SOURCE TEXT
********
The court noted that on several occasions defendants actually did disclose the information at issue, which plaintiff conceded. For example, in an investor and analyst conference call following Q1, the CEO stated that “[o]n the product side . . . people are buying their parkas early.” The court also pointed out that after the announcement of the Q3 results, defendants disclosed that investors should “expect a naturally lower rate of speed in both [the wholesale and retail] channels through the remainder of the fiscal year.” Nevertheless, plaintiff alleged that defendants “failed to disclose the full, negative impact” of the timing shifts. In response, the court stated that the legal standard did not necessarily require defendants to disclose the full, negative impact. The court pointed out that the burden was on plaintiff to establish that “any omitted fact was both material and that its omission would be misleading to a reasonable investor.”

The court observed that it was difficult to understand what more plaintiff believed that defendants should have disclosed about the timing shifts. The court noted that defendants acknowledged the precise phenomenon at issue, warned that retail growth would be slowed for the rest of the fiscal year, and plainly disclosed that “the timing shift would negatively impact the Company’s last two fiscal quarters.” To the extent that plaintiff wanted defendants to have disclosed “more granular, empirical, or dire information” about the precise impact the timing shifts would have, the court determined that this argument failed because the complaint did not allege that defendants possessed or had access to any such information. Without allegations that defendants “possessed but withheld more detailed or more alarming information related to these timing shifts sufficient to make their prior disclosures legally deficient,” the court held that plaintiff could not plausibly allege that defendants withheld material information about the timing shifts.
********
DATA SUPPLIED
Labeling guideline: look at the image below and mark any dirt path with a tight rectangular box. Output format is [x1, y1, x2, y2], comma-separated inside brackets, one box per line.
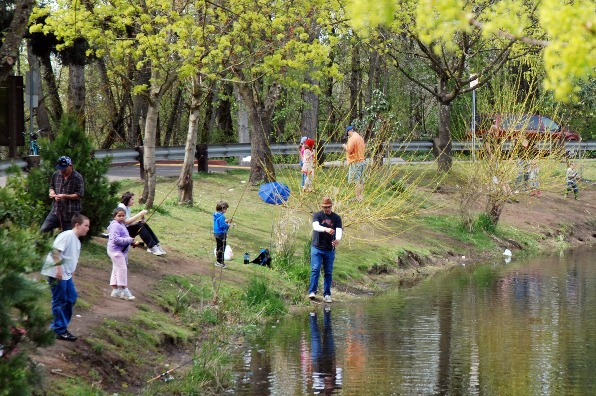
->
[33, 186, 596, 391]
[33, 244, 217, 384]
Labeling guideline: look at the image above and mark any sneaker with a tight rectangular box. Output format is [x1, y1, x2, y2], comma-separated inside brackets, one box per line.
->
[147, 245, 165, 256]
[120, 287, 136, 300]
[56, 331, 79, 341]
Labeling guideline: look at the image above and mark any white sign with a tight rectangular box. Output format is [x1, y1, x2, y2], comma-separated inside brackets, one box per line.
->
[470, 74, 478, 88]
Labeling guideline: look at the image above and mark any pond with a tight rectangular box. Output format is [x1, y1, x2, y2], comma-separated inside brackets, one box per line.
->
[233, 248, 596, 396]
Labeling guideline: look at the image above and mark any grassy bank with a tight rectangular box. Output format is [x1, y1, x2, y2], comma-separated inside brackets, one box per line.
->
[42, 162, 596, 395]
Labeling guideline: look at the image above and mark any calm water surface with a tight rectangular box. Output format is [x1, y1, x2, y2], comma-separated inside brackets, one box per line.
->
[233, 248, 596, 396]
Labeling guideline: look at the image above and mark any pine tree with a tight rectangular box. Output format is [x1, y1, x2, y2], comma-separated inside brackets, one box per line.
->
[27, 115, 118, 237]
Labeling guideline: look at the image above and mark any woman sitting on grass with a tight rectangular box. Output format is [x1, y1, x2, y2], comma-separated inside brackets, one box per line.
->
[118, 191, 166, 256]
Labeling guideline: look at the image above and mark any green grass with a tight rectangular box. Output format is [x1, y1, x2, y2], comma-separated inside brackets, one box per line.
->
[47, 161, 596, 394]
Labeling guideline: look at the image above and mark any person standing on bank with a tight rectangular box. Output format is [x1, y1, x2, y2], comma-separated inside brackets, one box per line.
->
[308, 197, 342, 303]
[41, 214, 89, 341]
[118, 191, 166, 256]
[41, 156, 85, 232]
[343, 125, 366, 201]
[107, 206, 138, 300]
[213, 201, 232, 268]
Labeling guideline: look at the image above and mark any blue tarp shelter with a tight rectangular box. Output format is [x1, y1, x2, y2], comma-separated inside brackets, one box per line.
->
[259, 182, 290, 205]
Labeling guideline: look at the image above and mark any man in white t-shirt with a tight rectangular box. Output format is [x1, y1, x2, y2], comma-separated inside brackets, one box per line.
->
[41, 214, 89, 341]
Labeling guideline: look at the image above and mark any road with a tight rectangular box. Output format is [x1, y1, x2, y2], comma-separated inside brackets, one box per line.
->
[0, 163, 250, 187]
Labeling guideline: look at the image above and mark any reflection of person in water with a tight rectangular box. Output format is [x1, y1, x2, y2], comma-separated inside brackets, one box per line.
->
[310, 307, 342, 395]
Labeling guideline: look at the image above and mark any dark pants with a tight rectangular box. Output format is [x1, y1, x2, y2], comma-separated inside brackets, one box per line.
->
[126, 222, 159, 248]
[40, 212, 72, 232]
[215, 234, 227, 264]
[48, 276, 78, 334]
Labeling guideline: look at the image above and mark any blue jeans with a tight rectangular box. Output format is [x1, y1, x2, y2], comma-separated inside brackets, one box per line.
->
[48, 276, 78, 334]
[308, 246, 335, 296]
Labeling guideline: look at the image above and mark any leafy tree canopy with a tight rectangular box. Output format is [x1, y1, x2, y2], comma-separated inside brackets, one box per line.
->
********
PROBLEM STATEMENT
Summarize the court excerpt on the timing-shift disclosures in two sentences.

FINAL ANSWER
The court noted that defendants had in fact disclosed the timing shifts on several occasions, including warnings that growth would slow for the rest of the fiscal year, and that the legal standard did not necessarily require them to disclose the full, negative impact. Because the complaint did not allege that defendants possessed or withheld more detailed or more alarming information about the shifts, the court held that plaintiff could not plausibly allege that defendants withheld material information.